-- Problem description --
Can you write out, word for word, the part of the listing below that opens with the line containing "point_to(query) identifies every instance of the paving" and closes with the line containing "x=72, y=267", including both of those lines?
-- Begin Dataset extract --
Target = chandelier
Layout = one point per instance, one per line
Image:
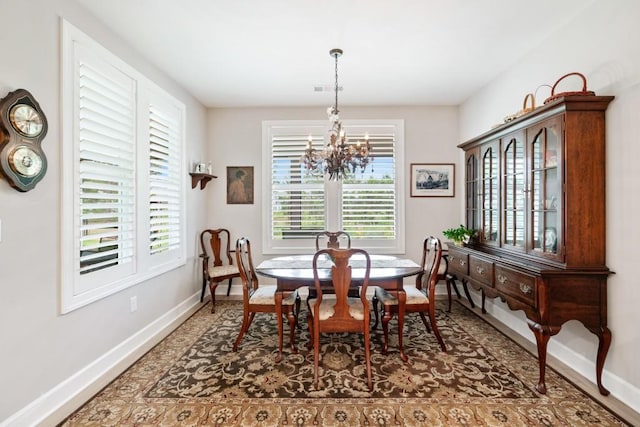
(338, 158)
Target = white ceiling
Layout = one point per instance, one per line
(234, 53)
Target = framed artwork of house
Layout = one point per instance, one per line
(432, 180)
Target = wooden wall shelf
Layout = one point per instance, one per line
(202, 178)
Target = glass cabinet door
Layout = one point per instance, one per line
(489, 192)
(513, 176)
(546, 187)
(471, 189)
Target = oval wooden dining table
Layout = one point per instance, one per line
(296, 271)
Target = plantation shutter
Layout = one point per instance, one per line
(297, 199)
(106, 155)
(164, 179)
(369, 198)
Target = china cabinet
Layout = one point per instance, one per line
(535, 191)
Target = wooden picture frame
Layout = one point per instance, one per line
(240, 185)
(433, 179)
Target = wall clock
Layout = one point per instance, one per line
(23, 126)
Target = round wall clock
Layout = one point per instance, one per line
(23, 126)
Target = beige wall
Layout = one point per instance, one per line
(601, 44)
(235, 137)
(39, 348)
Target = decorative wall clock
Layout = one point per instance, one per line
(23, 126)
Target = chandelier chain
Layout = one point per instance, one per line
(339, 158)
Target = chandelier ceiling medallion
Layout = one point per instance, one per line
(338, 158)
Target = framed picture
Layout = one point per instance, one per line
(432, 179)
(239, 185)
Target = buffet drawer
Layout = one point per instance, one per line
(458, 262)
(481, 270)
(516, 284)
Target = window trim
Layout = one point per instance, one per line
(279, 127)
(144, 265)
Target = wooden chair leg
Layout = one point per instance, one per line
(424, 320)
(298, 302)
(367, 356)
(204, 288)
(243, 329)
(436, 332)
(310, 329)
(374, 302)
(316, 356)
(212, 288)
(386, 317)
(466, 292)
(292, 328)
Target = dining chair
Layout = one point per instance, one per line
(420, 298)
(217, 263)
(333, 239)
(337, 312)
(261, 299)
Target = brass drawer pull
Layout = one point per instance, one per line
(526, 289)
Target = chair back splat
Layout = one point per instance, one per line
(337, 312)
(333, 239)
(217, 262)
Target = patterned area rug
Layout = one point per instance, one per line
(193, 378)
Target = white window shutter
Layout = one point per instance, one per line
(106, 156)
(164, 179)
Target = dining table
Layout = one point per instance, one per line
(296, 271)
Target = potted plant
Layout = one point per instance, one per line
(459, 235)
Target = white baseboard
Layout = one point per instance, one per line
(58, 403)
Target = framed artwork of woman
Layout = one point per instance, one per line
(239, 185)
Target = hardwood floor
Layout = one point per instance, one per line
(615, 405)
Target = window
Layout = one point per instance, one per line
(368, 205)
(123, 183)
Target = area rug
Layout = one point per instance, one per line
(193, 378)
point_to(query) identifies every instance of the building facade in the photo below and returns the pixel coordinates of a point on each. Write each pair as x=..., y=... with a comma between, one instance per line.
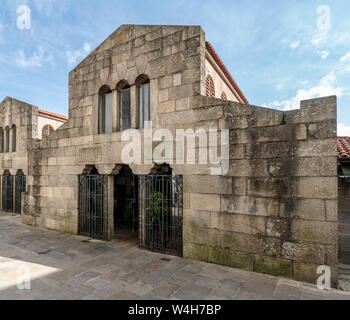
x=274, y=210
x=20, y=125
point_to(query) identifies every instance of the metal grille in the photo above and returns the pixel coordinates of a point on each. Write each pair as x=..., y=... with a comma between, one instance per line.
x=91, y=221
x=7, y=193
x=161, y=213
x=20, y=186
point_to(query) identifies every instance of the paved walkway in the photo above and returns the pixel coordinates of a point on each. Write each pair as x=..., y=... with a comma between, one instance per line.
x=71, y=267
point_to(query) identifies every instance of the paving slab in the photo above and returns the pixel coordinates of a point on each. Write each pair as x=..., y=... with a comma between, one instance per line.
x=72, y=267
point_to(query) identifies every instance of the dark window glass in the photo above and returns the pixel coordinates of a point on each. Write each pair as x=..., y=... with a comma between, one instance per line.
x=144, y=104
x=124, y=104
x=106, y=114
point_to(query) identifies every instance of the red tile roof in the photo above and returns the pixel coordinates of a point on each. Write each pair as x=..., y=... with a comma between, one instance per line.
x=343, y=147
x=53, y=115
x=228, y=75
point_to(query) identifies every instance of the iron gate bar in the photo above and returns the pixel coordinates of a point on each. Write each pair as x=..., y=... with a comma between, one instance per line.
x=91, y=206
x=20, y=186
x=161, y=213
x=7, y=193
-- End Dataset extract --
-- Exercise output --
point_to(query) identifies every instance of the paving slab in the photo above and returns the pixel coordinates of a point on each. Write each pair as x=..., y=... with a comma between, one instance per line.
x=72, y=267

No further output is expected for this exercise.